■ LISTED ENTRIES:
□ □ □ □

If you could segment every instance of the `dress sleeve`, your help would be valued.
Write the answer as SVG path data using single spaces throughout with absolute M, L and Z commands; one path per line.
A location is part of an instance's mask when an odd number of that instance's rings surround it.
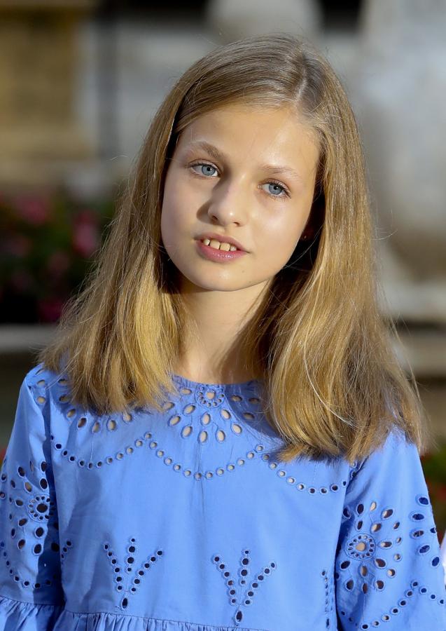
M 339 629 L 446 631 L 436 533 L 417 447 L 394 428 L 347 488 L 335 564 Z
M 45 389 L 28 383 L 29 375 L 20 388 L 0 475 L 0 629 L 50 631 L 64 595 L 45 418 L 49 402 Z

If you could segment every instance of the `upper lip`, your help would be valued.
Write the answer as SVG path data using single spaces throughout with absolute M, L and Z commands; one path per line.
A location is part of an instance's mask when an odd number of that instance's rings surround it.
M 216 232 L 202 232 L 201 234 L 199 234 L 197 237 L 200 241 L 202 239 L 216 239 L 217 241 L 220 241 L 221 243 L 230 243 L 231 245 L 235 245 L 239 250 L 243 250 L 243 252 L 247 252 L 238 241 L 235 239 L 232 238 L 232 237 L 228 236 L 224 234 L 217 234 Z

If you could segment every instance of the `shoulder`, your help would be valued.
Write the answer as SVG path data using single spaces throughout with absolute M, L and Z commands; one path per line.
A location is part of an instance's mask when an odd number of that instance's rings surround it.
M 68 391 L 68 379 L 64 372 L 55 372 L 46 368 L 42 362 L 34 365 L 25 375 L 21 389 L 27 393 L 40 407 L 44 407 L 52 400 L 57 404 L 64 402 Z

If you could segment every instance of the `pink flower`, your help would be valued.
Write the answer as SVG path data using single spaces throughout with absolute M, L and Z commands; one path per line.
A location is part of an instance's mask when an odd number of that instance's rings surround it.
M 44 224 L 50 216 L 48 201 L 44 198 L 22 196 L 14 200 L 20 217 L 34 226 Z

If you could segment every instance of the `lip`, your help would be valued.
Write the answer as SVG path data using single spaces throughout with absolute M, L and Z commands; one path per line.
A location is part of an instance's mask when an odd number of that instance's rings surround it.
M 242 245 L 241 243 L 239 243 L 235 239 L 232 238 L 232 237 L 218 234 L 216 232 L 202 232 L 201 234 L 198 235 L 197 238 L 199 241 L 201 241 L 202 239 L 216 239 L 216 240 L 220 241 L 221 243 L 229 243 L 231 245 L 235 245 L 235 247 L 238 248 L 238 250 L 241 250 L 242 252 L 247 252 L 243 245 Z
M 196 240 L 197 249 L 202 256 L 209 261 L 215 261 L 217 263 L 224 263 L 229 261 L 234 261 L 235 259 L 239 259 L 244 257 L 247 252 L 243 250 L 235 250 L 233 252 L 225 252 L 223 250 L 216 250 L 210 245 L 205 245 L 199 239 Z

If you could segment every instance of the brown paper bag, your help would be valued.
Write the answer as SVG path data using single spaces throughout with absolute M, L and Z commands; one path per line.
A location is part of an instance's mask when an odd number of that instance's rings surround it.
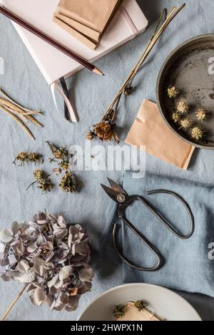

□ □ □ □

■ SHORT TASK:
Scale the stretch of the listing from its start through the line containing "M 45 389 L 28", both ends included, and give those lines again with their requests. Multiply every coordinate in the answers by 2.55 and round to whole numbers, with halves rounded up. Leave the pictures out.

■ RESPONSE TO THE EXERCISE:
If you could segment every instance of the `dress sleeve`, your help would be valued.
Write the answer as SVG path data using single spaces throughout with absolute M, L and Z commands; one path per line.
A location is part of an instance's mask when an odd number of that instance's rings surround it.
M 864 1604 L 1137 1609 L 1112 1359 L 1063 1140 L 1005 1091 L 885 1244 L 854 1438 Z
M 115 992 L 71 977 L 74 956 L 51 989 L 0 1211 L 0 1604 L 128 1609 L 163 1517 L 115 1066 L 125 1025 Z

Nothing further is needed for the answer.